Übungsaufgaben:
(a) Nennen Sie alle weiteren Variablen, die laut dem Textauszug die Konstrukte Arbeitszufriedenheit und Commitment beeinflussen.
(b) Welche Maßnahme erhöht laut Scandura und Lankau im Textauszug die Arbeitszufriedenheit und organisationale Bindung weiblicher Arbeitnehmer mit familiären Verpflichtungen?
(c) Schreiben Sie den Teil des Textauszugs ab, der mit „Abbildung 1 stellt“ beginnt und bis einschließlich „Arbeit detailliert dargestellt.“ reicht.

━━━ Ausgewählter Textauszug

Scandura und Lankau (1997) stellten fest, dass Maßnahmen wie flexible Arbeitszeiten die Arbeitszufriedenheit und organisationale Bindung weiblicher Arbeitnehmer mit familiären Verpflichtungen erhöhen (vgl. Scandura & Lankau, 1997, S. 377).

Abbildung 1 stellt die Zusammenhänge von familienfreundlichen Maßnahmen im Kontext der Work-Life-Balance und die Wirkungsrichtungen dieser Maßnahmen auf Arbeitszufriedenheit und Commitment grafisch dar. Zudem wird die Wechselwirkung von Arbeitszufriedenheit und Commitment gezeigt. Weitere diese Konstrukte beeinflussenden Variablen sind die demografische Entwicklung, Wandel der Rollenbilder, soziostrukturelle Veränderungen, der strukturelle Wandel der Arbeitswelt und betriebswirtschaftliche Vorteile für Unternehmen. Alle Elemente dieser Grafik werden im Verlauf dieser Arbeit detailliert dargestellt.

━━━━━━
━━━ Angezeigte Daten

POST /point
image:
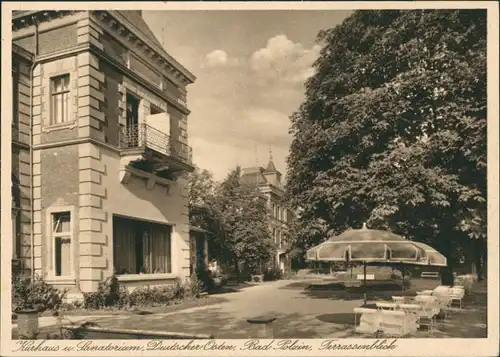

━━━━━━

Gegebene Antworten:
(a)
- die demografische Entwicklung
- Wandel der Rollenbilder
- soziostrukturelle Veränderungen
- der strukturelle Wandel der Arbeitswelt
- betriebswirtschaftliche Vorteile für Unternehmen

(b) Flexible Arbeitszeiten.

(c)
Abbildung 1 stellt die Zusammenhänge von familienfreundlichen Maßnahmen im Kontext der Work-Life-Balance und die Wirkungsrichtungen dieser Maßnahmen auf Arbeitszufriedenheit und Commitment grafisch dar. Zudem wird die Wechselwirkung von Arbeitszufriedenheit und Commitment gezeigt. Weitere diese Konstrukte beeinflussenden Variablen sind die demografische Entwicklung, Wandel der Rollenbilder, soziostrukturelle Veränderungen, der strukturelle Wandel der Arbeitswelt und betriebswirtschaftliche Vorteile für Unternehmen. Alle Elemente dieser Grafik werden im Verlauf dieser Arbeit detailliert dargestellt.